**Task description:** Format every line of the entries below as a JSON list of strings, one string per line, leaving out any blank lines.

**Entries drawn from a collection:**
↓

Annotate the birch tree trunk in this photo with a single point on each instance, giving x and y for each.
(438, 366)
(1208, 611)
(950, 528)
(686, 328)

↑

**Exercise result:**
[
  "Annotate the birch tree trunk in this photo with a single point on each instance, giving x and y for each.",
  "(438, 366)",
  "(1208, 611)",
  "(950, 528)",
  "(686, 328)"
]